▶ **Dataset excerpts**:
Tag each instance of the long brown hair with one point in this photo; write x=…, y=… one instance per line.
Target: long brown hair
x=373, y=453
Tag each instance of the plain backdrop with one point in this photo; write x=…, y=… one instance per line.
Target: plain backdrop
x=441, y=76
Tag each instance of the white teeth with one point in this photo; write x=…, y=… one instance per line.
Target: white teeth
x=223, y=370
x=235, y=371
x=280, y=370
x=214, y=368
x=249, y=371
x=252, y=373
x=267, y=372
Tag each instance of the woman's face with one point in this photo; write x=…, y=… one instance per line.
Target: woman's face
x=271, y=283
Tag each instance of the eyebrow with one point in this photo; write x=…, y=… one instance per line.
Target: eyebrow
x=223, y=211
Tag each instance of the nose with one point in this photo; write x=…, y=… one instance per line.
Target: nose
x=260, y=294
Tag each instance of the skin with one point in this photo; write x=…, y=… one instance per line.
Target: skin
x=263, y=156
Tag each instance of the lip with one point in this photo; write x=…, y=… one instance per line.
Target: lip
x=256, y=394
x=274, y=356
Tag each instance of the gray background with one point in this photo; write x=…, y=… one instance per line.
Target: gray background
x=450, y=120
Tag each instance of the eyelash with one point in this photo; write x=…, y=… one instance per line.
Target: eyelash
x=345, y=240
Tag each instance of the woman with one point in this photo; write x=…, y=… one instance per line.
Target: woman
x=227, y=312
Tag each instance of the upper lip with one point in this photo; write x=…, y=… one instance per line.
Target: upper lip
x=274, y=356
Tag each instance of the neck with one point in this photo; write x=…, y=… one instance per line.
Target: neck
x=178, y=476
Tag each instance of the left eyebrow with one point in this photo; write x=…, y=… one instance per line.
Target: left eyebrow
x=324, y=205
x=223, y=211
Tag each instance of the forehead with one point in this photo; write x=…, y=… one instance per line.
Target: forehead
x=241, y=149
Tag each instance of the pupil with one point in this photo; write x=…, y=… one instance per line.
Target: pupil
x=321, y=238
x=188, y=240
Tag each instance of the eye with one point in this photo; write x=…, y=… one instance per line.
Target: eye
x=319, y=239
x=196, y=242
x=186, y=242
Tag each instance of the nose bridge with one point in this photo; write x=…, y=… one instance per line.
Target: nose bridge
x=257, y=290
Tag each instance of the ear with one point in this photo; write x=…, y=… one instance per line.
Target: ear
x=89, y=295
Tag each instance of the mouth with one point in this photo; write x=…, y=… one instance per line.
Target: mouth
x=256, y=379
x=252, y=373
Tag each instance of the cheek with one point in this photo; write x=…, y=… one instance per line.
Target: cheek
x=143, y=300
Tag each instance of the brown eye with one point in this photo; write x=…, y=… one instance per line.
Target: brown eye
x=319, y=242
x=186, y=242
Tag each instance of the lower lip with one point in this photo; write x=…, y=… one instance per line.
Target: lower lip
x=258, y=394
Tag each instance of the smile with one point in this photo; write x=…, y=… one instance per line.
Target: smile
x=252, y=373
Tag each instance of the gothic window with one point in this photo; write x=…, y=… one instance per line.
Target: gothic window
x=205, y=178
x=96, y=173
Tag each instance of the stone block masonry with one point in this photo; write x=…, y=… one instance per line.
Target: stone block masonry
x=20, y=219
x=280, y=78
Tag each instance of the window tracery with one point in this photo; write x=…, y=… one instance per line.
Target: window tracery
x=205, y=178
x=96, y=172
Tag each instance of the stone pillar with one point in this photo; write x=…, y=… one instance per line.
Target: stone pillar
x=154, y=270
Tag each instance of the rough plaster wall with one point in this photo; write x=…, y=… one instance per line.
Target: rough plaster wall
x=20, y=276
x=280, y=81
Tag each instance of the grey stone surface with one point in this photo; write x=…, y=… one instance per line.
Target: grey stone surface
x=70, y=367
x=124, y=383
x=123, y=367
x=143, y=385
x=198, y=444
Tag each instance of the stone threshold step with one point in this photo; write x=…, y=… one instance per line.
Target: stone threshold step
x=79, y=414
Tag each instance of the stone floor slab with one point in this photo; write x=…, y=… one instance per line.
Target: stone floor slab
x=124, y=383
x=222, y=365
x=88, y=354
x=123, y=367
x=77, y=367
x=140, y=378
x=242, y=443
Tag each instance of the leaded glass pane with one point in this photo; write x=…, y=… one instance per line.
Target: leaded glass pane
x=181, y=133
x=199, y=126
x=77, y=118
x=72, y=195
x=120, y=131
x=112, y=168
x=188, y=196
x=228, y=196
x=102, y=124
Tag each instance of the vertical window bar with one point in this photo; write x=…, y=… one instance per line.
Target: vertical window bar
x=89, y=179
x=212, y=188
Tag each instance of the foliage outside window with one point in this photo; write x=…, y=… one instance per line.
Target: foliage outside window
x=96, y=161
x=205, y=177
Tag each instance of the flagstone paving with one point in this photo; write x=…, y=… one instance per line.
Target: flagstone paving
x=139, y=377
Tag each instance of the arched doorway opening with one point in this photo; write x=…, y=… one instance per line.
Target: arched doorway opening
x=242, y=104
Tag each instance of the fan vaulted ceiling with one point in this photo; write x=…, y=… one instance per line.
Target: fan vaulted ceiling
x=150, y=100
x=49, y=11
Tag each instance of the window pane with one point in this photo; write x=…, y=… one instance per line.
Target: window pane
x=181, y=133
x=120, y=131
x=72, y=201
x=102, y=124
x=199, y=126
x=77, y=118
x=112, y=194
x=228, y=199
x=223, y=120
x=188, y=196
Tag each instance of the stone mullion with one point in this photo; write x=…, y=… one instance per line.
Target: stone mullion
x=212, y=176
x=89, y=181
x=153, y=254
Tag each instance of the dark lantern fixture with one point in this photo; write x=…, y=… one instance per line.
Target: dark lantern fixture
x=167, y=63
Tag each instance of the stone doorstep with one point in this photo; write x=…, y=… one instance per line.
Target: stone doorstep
---
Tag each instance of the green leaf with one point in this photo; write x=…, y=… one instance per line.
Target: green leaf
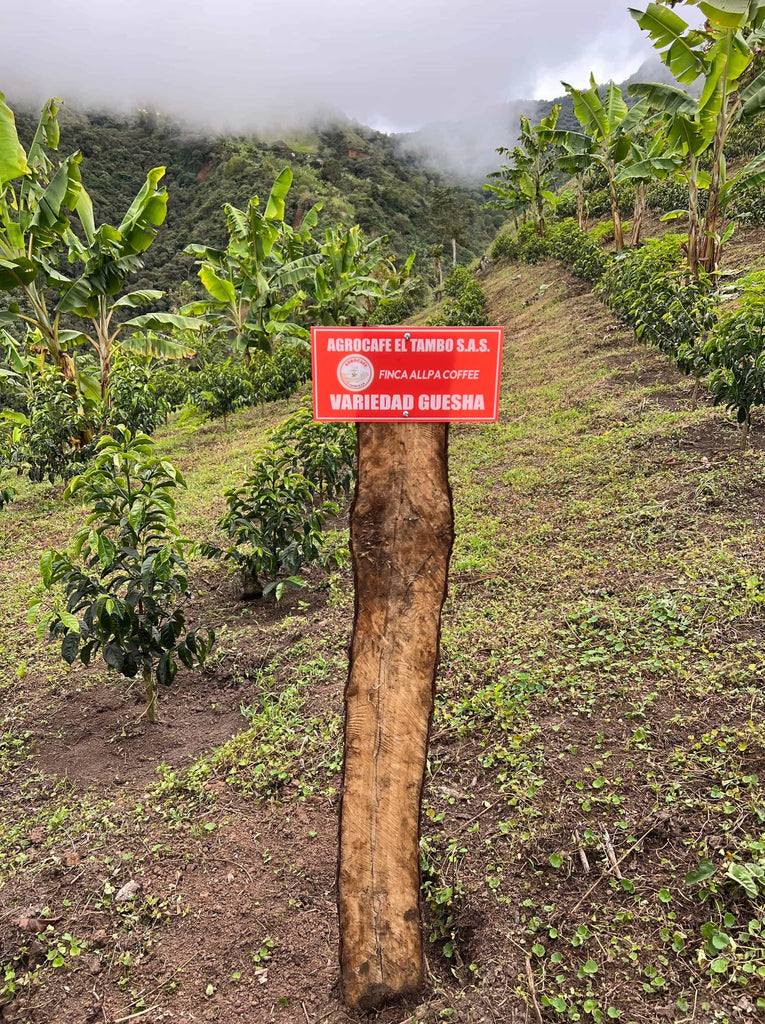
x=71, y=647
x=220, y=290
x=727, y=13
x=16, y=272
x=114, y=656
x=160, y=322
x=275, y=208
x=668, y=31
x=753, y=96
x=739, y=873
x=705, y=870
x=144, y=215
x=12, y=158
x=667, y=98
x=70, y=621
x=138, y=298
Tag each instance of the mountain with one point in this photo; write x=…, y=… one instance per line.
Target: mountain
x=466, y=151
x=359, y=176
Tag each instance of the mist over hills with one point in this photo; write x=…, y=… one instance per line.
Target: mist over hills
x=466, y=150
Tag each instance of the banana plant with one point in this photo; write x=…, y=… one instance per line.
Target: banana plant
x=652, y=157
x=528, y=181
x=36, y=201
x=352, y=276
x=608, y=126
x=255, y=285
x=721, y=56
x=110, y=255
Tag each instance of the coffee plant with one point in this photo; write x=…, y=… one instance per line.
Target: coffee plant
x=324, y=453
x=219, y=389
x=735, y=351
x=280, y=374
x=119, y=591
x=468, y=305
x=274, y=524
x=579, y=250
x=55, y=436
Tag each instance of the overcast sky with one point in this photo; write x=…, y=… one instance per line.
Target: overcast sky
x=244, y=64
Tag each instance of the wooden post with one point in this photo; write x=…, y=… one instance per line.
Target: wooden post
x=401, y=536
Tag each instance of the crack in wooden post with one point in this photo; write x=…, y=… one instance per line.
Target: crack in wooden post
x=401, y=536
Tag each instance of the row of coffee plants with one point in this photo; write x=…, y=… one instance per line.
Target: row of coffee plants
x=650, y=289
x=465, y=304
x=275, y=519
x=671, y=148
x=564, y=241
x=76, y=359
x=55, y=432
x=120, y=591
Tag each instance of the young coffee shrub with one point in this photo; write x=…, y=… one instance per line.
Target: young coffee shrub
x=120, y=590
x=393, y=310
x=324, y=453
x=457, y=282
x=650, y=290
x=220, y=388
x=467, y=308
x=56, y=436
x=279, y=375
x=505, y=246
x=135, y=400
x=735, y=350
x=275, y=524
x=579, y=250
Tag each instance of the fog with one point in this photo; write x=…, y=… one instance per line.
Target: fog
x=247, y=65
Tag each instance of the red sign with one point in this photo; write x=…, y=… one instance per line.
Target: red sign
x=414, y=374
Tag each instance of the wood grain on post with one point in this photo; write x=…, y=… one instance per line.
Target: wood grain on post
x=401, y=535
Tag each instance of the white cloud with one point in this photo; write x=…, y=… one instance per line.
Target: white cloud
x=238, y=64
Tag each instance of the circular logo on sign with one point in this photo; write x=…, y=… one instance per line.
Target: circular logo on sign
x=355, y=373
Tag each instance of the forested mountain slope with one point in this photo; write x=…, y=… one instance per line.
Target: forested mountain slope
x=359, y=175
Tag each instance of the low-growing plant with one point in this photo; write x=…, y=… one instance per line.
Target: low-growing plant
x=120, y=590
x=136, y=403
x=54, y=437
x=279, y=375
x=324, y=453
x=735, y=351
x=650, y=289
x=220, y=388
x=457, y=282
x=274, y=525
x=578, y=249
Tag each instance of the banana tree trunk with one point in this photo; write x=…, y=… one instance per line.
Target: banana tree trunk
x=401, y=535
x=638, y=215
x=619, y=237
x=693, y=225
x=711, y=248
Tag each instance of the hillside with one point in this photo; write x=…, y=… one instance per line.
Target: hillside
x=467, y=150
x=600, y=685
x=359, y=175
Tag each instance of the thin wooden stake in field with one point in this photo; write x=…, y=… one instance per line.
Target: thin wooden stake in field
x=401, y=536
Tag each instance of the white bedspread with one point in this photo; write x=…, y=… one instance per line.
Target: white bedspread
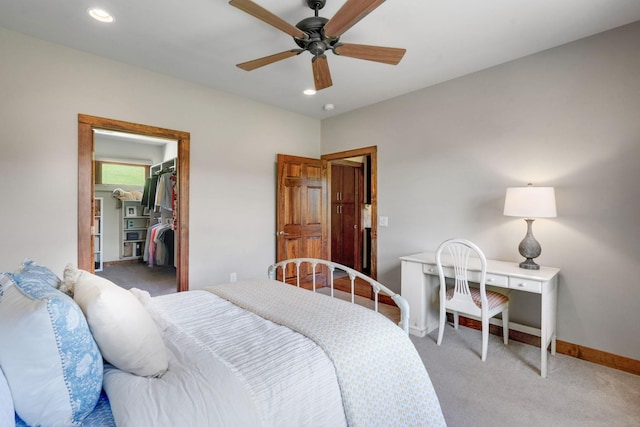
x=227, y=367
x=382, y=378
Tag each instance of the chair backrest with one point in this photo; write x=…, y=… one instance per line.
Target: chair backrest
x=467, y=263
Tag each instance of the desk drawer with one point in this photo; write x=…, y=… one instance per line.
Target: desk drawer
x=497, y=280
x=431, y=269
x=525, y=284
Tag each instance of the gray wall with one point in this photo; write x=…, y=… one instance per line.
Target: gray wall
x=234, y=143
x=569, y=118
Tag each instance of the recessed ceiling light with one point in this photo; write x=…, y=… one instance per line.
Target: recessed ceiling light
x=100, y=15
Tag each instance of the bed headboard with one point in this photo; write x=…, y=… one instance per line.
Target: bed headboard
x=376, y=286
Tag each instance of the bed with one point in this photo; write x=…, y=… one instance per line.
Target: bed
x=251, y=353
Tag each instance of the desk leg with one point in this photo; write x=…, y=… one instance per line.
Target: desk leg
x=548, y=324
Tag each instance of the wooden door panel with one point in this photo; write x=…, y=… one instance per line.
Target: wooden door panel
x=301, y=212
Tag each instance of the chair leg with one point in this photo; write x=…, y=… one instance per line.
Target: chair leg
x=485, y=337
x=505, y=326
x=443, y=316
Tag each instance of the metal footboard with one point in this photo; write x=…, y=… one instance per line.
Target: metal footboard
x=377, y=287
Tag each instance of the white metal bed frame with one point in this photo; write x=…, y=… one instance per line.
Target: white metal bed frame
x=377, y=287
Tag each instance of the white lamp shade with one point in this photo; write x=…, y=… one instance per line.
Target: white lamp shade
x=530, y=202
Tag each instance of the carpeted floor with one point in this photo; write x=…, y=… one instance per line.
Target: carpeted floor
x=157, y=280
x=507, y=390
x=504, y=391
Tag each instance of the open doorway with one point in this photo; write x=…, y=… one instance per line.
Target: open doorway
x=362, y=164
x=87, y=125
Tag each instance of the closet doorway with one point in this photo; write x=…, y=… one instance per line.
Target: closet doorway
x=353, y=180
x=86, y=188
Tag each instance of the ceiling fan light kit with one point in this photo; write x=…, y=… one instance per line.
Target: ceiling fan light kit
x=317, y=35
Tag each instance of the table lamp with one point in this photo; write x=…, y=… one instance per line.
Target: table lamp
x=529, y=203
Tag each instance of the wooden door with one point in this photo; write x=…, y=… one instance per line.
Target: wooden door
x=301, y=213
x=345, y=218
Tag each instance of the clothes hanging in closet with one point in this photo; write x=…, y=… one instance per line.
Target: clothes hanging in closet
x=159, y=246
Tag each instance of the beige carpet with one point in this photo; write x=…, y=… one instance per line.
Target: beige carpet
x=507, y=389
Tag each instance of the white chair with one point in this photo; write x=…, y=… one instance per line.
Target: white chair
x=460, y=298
...
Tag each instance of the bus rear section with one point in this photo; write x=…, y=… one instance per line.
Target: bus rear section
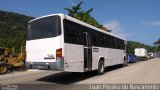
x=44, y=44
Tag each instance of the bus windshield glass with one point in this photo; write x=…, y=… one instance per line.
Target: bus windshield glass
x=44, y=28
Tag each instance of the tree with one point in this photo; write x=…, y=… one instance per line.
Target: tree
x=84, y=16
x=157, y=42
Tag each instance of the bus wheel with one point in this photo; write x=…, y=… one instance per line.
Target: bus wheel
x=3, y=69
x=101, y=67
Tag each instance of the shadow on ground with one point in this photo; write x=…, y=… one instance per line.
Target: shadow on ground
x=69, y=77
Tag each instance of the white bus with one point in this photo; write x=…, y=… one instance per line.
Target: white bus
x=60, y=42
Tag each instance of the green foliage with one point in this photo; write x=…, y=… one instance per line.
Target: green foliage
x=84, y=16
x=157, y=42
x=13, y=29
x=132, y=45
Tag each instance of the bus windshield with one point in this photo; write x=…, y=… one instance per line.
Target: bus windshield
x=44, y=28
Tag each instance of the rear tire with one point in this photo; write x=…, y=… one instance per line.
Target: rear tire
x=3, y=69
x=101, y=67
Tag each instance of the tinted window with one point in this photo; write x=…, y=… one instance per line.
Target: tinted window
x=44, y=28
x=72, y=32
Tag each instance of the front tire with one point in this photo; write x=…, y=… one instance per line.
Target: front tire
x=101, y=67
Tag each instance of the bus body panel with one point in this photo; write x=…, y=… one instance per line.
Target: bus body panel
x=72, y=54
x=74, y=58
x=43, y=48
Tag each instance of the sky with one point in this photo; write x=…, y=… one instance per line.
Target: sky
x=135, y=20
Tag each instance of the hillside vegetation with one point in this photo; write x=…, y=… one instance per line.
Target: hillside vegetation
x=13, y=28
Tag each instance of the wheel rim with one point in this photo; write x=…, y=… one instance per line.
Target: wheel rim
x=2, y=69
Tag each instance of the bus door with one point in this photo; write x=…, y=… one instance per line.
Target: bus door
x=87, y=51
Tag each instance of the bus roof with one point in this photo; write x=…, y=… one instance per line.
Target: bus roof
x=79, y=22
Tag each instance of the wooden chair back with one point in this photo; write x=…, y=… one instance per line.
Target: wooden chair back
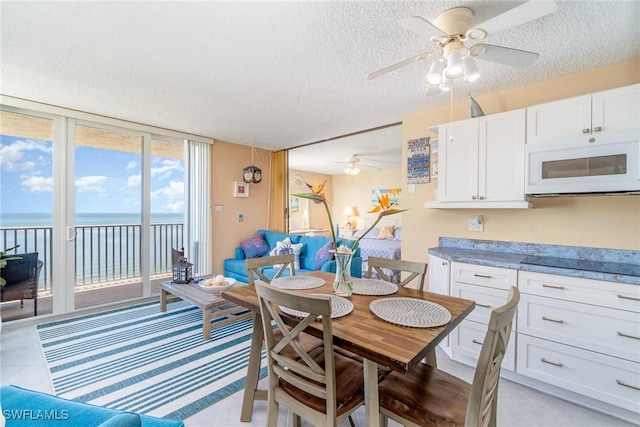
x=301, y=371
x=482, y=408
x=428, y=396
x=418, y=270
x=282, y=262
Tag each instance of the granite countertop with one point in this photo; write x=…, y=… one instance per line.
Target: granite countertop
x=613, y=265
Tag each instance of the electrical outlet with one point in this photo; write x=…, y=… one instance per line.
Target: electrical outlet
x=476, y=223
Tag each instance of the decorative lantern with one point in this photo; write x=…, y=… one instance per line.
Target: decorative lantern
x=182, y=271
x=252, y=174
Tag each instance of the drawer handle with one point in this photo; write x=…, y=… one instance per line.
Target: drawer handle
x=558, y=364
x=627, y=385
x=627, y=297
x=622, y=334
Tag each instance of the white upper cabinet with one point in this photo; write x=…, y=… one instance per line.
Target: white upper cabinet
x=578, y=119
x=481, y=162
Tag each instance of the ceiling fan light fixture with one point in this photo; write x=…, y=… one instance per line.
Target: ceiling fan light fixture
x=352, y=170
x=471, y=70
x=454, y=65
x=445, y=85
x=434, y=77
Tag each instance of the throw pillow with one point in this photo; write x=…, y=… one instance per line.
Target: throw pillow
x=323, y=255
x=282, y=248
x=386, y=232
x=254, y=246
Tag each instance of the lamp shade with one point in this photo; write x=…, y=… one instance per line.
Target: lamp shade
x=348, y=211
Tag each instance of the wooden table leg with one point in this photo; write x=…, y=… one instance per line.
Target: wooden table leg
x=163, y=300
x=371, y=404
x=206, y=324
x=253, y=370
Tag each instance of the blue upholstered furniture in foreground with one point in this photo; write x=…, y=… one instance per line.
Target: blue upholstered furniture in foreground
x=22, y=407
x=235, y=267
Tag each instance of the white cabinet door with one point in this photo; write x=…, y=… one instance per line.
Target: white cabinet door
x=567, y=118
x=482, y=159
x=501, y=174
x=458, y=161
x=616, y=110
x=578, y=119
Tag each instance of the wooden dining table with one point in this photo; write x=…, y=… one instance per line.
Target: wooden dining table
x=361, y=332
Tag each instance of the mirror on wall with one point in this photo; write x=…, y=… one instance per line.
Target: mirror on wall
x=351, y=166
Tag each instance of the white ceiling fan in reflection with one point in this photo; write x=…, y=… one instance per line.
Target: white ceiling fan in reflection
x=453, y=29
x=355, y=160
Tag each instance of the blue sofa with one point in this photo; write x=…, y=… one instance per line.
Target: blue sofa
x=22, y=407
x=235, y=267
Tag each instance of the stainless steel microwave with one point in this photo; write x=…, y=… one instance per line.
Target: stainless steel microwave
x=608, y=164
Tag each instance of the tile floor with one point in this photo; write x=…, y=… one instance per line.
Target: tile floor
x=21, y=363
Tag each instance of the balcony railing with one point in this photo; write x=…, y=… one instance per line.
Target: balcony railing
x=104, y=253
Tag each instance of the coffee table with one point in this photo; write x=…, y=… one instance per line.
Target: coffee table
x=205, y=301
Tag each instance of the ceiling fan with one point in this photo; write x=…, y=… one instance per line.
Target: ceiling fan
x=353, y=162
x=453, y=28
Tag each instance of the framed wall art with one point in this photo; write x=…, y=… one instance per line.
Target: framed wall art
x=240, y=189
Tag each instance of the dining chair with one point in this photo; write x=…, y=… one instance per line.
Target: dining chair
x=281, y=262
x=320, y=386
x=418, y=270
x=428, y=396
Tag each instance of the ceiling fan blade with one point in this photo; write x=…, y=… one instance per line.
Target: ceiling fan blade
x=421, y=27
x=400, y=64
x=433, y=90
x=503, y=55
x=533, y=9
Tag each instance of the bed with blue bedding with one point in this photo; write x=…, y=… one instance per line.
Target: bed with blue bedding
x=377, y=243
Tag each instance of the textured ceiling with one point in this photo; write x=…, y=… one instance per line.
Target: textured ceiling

▶ **Work to be completed**:
For each line above that contains the word "doorstep", give the line as it is written.

▶ **Answer box**:
Tag each instance of the stone doorstep with one point in this photo; write x=…, y=… one instance per line.
Target: stone doorstep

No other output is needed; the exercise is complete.